Estratto della pagina:
Nell’anno 49 (o 48) la Chiesa primitiva visse una svolta fondamentale. Alcuni giudei convertiti, scesi da Gerusalemme ad Antiochia di Siria, pretendevano che i fratelli etnico-cristiani lì residenti si facessero circoncidere per ottenere la salvezza (At 15,1). Sorse una grande discussione e una delegazione fu inviata a Gerusalemme, dove si tenne l’Assemblea di Gerusalemme o il Primo concilio di Gerusalemme.

Parlarono in molte persone, fra le quali soprattutto Pietro e Giacomo, il fratello del Signore. Pietro affermò che Dio non aveva fatto alcuna discriminazione fra i giudeo-cristiani e gli etnico-cristiani, purificando il cuore di questi ultimi con la fede (At 15,9). Si è giustificati per fede e non per la circoncisione.

Il resto della discussione si allargò dal problema della circoncisione imposta agli etnico-cristiani alle regole minimali da richiedere loro per una serena convivenza fraterna e la possibilità di condividere, oltre alla mensa eucaristica, anche la mensa della vita quotidiana.

La problematica raccontata in At 15 da Luca corrisponde al resoconto di Paolo in Gal 2,1-14. Le due prospettive sono però molto diverse. Paolo ha un punto di vista argomentativo-polemico, Luca (At 15) uno narrativo-consensuale.

Paolo riporta la non imposizione della circoncisione, la divisione dei campi di missione con l’approvazione dell’operato evangelizzatore di Paolo e la raccomandazione a lui fatta di ricordarsi dei poveri. Paolo non menziona però alcun decreto apostolico che imponesse regole alimentari particolari.

Materiale raccolto:
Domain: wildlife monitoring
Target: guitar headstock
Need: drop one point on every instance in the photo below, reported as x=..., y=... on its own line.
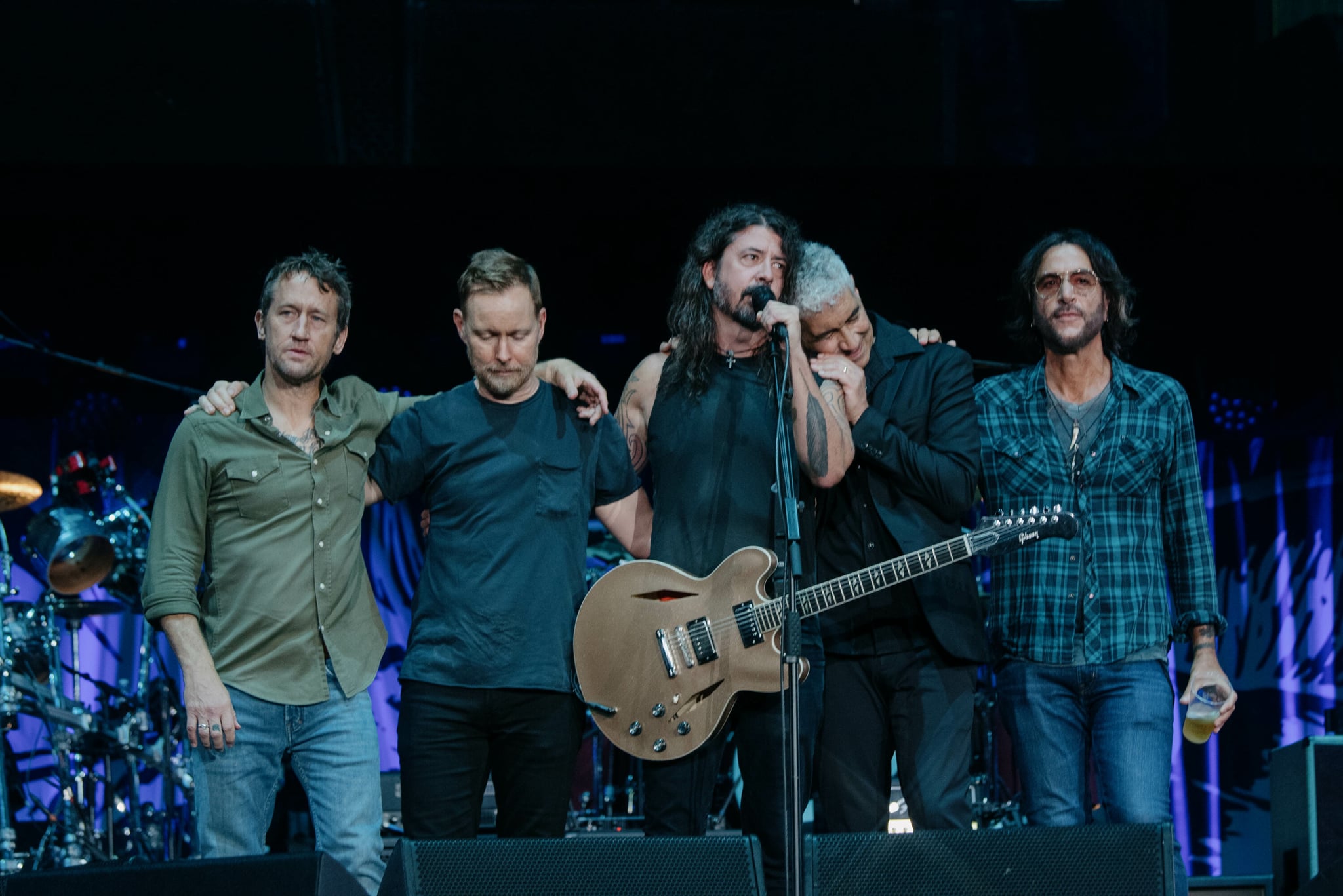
x=1009, y=531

Scopo dell'esercizio: Puoi citare per intero, parola per parola, il testo sul Concilio di Gerusalemme?

Soluzione dell'esercizio:
Nell’anno 49 (o 48) la Chiesa primitiva visse una svolta fondamentale. Alcuni giudei convertiti, scesi da Gerusalemme ad Antiochia di Siria, pretendevano che i fratelli etnico-cristiani lì residenti si facessero circoncidere per ottenere la salvezza (At 15,1). Sorse una grande discussione e una delegazione fu inviata a Gerusalemme, dove si tenne l’Assemblea di Gerusalemme o il Primo concilio di Gerusalemme.

Parlarono in molte persone, fra le quali soprattutto Pietro e Giacomo, il fratello del Signore. Pietro affermò che Dio non aveva fatto alcuna discriminazione fra i giudeo-cristiani e gli etnico-cristiani, purificando il cuore di questi ultimi con la fede (At 15,9). Si è giustificati per fede e non per la circoncisione.

Il resto della discussione si allargò dal problema della circoncisione imposta agli etnico-cristiani alle regole minimali da richiedere loro per una serena convivenza fraterna e la possibilità di condividere, oltre alla mensa eucaristica, anche la mensa della vita quotidiana.

La problematica raccontata in At 15 da Luca corrisponde al resoconto di Paolo in Gal 2,1-14. Le due prospettive sono però molto diverse. Paolo ha un punto di vista argomentativo-polemico, Luca (At 15) uno narrativo-consensuale.

Paolo riporta la non imposizione della circoncisione, la divisione dei campi di missione con l’approvazione dell’operato evangelizzatore di Paolo e la raccomandazione a lui fatta di ricordarsi dei poveri. Paolo non menziona però alcun decreto apostolico che imponesse regole alimentari particolari.